Stored data entries:
┄┄┄┄┄┄┄┄┄┄

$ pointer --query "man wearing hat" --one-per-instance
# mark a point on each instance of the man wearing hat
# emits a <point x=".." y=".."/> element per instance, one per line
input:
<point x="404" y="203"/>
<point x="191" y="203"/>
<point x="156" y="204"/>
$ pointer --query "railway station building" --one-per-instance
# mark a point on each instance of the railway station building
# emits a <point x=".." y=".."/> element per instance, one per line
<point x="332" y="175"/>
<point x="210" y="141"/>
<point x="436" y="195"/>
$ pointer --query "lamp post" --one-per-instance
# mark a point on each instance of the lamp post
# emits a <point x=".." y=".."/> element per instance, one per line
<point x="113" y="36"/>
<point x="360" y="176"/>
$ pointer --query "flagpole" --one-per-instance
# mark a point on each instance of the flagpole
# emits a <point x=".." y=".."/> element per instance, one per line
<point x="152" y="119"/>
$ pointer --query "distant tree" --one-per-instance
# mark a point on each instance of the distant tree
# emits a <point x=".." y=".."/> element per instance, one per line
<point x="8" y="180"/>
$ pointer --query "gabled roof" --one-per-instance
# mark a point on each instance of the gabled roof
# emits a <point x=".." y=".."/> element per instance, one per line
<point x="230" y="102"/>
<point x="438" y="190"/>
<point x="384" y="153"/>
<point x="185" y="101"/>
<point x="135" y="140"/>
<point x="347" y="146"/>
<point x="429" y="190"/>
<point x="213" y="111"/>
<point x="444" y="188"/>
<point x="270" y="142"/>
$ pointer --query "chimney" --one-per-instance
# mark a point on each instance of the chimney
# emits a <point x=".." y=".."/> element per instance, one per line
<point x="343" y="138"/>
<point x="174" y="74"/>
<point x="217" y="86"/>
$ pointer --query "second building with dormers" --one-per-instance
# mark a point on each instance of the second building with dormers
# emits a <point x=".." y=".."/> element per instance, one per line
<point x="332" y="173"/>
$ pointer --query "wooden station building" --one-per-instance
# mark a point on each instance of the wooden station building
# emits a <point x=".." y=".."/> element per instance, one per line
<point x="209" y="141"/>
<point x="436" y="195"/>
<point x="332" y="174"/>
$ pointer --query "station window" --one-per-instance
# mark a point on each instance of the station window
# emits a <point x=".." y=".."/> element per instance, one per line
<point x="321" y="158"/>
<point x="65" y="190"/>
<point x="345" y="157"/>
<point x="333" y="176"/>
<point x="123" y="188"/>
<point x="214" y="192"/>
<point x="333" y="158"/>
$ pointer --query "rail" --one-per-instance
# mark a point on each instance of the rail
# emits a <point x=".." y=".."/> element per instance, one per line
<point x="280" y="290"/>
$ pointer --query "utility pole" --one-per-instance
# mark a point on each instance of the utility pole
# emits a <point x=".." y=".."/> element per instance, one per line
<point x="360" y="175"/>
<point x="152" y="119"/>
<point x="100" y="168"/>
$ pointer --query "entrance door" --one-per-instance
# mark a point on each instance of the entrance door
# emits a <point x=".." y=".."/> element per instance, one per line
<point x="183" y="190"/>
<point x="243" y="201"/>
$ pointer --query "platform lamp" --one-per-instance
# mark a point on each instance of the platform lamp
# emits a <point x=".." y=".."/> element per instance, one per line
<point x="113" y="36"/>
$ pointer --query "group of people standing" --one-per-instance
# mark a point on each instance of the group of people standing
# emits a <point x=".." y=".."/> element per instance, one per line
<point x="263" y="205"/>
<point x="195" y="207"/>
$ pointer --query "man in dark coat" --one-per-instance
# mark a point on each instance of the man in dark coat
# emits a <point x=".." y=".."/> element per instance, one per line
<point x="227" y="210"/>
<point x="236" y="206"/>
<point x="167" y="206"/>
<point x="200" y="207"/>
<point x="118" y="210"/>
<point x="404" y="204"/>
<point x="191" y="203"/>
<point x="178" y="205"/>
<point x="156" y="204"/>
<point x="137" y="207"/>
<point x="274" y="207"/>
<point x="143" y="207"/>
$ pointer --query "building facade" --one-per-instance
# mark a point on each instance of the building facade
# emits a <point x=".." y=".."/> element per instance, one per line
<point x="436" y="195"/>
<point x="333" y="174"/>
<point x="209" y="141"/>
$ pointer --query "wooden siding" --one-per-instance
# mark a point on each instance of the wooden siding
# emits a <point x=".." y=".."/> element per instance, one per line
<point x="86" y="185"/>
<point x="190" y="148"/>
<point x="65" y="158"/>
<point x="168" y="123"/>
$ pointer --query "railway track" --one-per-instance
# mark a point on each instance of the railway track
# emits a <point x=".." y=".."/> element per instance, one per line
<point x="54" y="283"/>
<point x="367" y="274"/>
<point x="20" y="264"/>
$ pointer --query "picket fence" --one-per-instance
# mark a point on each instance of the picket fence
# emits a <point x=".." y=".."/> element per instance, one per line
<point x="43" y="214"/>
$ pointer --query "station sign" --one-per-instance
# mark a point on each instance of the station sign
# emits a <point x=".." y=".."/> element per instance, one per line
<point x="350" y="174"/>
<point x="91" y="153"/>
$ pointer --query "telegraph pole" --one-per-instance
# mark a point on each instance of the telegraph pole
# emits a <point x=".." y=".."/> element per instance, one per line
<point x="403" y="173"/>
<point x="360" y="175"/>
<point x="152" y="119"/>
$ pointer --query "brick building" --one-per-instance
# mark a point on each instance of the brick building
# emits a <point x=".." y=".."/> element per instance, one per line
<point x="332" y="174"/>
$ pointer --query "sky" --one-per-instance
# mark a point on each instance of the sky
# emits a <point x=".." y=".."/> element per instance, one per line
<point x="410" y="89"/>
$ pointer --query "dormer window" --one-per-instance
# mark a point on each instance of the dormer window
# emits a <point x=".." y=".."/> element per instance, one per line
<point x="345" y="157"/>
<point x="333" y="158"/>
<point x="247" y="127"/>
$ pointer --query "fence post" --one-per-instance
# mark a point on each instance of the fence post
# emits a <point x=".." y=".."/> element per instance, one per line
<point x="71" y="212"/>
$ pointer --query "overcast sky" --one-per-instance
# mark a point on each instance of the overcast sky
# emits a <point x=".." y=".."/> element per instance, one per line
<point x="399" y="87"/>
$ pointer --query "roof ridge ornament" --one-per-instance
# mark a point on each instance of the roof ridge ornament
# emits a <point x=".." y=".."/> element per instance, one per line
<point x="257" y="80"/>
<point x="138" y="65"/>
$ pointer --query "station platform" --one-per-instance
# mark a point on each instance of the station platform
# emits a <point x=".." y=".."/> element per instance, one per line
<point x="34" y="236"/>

┄┄┄┄┄┄┄┄┄┄

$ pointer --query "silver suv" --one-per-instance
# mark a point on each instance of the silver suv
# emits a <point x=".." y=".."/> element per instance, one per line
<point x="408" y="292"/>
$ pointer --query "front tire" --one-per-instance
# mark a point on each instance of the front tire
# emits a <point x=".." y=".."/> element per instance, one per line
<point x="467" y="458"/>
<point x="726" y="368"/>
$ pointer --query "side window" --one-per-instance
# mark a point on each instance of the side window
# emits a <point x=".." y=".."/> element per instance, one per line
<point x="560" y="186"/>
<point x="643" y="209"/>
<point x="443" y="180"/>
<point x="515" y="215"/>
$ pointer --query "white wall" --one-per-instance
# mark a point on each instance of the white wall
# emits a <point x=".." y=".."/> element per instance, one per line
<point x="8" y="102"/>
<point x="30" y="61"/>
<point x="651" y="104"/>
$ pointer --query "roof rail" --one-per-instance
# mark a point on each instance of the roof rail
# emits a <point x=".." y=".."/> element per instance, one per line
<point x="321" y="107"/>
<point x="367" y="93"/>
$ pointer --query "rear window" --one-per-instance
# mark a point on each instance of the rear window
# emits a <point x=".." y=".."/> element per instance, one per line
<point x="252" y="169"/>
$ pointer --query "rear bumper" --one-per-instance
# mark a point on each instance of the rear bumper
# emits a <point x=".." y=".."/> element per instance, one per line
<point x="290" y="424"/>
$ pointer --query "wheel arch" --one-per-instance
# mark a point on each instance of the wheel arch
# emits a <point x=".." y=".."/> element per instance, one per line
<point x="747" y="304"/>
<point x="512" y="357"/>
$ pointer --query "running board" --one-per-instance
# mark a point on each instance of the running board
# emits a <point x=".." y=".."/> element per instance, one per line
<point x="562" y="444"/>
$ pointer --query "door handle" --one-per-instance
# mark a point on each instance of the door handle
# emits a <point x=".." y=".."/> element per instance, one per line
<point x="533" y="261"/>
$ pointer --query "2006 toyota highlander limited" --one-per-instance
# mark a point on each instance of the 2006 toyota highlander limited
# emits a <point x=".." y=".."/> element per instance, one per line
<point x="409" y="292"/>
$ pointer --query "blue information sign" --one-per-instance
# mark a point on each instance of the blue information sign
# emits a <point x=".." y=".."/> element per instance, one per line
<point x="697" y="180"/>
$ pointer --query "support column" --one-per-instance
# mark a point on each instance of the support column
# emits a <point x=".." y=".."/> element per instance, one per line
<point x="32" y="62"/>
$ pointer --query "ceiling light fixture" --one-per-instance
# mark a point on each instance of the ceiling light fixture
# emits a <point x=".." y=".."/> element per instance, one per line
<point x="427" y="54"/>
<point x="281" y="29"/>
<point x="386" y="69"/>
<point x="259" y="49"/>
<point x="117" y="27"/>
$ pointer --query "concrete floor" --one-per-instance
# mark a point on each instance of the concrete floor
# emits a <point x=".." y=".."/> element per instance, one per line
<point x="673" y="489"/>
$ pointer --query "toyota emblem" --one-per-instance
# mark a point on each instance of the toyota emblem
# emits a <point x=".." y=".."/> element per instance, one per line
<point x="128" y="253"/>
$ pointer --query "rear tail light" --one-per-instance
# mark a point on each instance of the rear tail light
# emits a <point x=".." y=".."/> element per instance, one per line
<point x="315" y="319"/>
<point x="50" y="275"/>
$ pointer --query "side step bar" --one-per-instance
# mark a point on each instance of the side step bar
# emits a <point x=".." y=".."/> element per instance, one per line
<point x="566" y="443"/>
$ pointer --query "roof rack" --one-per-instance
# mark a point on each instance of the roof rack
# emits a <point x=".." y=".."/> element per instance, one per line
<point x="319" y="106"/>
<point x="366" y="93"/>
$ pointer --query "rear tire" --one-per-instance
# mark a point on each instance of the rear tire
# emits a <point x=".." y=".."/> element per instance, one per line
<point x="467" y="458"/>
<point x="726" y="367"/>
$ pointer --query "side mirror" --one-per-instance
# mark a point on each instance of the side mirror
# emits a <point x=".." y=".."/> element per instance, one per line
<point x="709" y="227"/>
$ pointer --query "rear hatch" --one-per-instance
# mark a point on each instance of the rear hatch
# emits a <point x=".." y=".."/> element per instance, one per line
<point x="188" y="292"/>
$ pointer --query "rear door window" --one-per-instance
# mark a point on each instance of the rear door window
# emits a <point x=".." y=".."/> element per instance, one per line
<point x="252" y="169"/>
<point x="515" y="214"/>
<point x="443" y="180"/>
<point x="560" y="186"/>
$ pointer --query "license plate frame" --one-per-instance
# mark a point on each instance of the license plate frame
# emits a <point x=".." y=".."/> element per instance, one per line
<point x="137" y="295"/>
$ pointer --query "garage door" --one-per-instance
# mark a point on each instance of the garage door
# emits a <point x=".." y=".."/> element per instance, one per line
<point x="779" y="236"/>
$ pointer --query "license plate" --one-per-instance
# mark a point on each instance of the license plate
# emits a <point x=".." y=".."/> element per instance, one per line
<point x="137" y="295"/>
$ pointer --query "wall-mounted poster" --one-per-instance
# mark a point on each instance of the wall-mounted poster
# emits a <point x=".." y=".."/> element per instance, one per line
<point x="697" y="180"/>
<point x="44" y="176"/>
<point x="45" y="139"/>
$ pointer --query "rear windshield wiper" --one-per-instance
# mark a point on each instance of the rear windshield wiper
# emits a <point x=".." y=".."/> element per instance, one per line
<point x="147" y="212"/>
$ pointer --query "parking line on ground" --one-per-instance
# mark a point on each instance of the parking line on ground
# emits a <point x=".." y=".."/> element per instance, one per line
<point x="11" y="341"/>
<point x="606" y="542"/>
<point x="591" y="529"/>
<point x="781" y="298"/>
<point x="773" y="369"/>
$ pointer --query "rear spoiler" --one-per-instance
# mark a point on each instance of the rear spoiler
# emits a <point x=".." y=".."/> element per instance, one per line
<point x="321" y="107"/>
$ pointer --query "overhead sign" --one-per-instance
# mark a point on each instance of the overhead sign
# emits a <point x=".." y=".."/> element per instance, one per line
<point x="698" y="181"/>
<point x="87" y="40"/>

┄┄┄┄┄┄┄┄┄┄

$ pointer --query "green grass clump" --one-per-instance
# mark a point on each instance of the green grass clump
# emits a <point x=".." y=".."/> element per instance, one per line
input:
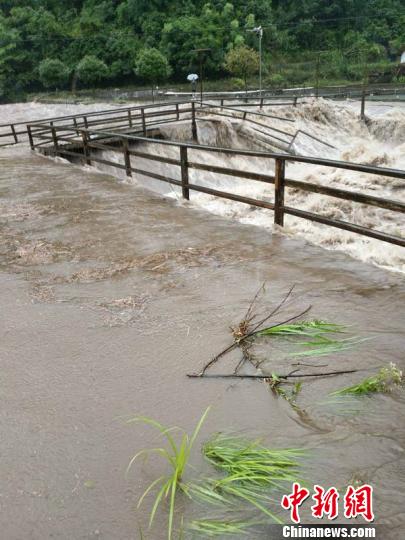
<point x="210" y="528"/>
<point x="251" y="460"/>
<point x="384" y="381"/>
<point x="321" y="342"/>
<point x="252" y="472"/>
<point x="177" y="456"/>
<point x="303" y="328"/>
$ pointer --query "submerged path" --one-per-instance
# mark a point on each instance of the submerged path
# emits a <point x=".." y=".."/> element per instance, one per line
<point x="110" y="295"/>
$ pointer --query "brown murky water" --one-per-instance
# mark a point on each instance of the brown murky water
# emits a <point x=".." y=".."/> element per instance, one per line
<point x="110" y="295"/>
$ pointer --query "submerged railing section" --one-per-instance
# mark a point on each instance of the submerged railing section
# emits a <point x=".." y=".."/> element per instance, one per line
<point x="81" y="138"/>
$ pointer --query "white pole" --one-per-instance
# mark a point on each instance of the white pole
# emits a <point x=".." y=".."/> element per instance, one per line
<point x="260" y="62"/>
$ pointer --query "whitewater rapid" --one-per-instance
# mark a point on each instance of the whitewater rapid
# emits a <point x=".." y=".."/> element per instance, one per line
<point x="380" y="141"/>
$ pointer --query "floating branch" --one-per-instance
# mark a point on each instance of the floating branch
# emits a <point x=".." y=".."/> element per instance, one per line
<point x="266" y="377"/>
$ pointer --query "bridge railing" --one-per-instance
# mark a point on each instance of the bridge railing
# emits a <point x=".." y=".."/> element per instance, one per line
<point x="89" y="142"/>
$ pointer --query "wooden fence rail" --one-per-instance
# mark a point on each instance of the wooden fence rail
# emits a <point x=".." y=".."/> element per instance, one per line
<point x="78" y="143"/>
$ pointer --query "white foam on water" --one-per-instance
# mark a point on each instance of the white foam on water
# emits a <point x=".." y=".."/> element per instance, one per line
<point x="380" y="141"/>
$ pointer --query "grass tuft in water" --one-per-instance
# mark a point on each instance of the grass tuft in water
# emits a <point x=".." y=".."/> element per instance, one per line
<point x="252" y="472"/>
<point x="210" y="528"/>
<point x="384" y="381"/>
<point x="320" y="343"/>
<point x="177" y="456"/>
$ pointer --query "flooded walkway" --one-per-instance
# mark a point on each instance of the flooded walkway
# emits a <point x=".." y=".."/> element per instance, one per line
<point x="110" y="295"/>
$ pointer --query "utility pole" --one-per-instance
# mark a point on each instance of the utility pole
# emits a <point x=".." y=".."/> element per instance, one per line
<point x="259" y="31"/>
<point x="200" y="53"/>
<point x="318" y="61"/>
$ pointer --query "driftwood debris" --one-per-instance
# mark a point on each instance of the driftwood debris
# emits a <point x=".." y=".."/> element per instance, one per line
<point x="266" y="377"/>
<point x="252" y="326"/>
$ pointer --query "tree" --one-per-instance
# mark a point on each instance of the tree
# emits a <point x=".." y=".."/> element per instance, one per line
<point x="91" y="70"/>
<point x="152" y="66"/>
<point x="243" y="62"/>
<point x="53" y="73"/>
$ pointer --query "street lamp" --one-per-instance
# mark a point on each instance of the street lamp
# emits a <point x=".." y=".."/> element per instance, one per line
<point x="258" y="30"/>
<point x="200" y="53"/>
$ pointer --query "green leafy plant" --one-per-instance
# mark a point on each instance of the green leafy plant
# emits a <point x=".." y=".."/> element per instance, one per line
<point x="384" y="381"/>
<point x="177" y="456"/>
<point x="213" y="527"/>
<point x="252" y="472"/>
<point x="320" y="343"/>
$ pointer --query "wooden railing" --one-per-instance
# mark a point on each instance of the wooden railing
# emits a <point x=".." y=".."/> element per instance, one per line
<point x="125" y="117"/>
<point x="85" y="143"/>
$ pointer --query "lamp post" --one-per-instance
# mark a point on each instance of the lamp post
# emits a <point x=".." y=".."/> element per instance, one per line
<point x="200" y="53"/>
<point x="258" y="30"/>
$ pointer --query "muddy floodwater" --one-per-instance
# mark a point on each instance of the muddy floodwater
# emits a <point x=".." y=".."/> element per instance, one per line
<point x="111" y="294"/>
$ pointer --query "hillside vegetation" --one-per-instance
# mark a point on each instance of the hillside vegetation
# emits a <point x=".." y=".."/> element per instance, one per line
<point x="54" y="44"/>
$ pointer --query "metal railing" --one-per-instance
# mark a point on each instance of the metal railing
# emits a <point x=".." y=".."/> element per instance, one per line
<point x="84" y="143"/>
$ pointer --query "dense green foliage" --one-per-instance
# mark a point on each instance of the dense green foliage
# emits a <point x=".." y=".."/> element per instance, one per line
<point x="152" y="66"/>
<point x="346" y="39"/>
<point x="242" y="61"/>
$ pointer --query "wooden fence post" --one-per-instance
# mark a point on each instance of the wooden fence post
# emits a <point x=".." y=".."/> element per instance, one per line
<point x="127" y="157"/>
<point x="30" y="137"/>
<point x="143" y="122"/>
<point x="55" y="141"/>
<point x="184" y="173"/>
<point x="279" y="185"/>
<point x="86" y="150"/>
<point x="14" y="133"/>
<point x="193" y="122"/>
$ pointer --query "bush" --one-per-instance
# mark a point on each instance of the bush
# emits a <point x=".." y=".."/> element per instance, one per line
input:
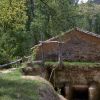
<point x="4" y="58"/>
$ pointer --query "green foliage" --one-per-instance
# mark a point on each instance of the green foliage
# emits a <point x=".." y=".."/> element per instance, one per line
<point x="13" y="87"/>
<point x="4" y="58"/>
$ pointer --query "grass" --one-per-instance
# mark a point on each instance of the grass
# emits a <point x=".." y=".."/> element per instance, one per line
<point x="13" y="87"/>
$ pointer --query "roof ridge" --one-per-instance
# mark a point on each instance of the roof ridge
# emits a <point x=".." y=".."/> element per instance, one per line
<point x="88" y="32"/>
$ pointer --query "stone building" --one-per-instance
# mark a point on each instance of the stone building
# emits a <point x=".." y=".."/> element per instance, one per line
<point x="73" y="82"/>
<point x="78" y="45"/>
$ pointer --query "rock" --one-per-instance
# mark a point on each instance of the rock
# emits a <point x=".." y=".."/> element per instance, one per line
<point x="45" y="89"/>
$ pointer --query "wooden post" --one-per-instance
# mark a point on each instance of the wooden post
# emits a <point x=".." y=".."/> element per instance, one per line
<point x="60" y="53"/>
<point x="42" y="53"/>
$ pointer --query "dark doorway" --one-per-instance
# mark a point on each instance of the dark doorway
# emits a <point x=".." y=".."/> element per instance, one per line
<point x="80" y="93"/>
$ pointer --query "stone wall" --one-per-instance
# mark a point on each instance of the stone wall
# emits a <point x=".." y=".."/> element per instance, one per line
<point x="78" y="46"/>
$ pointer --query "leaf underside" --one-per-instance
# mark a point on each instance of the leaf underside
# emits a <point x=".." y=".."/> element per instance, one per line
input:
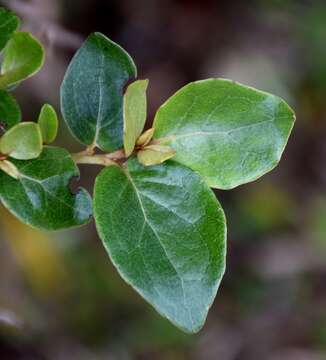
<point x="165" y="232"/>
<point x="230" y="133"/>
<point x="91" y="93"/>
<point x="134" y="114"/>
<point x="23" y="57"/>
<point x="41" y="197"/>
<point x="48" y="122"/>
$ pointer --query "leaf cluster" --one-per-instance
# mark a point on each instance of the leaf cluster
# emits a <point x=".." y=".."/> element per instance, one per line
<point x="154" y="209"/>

┄┄┄┄┄┄┄┄┄┄

Where a line of the entries holds the string "tire", include it in the count, and give only the final number.

4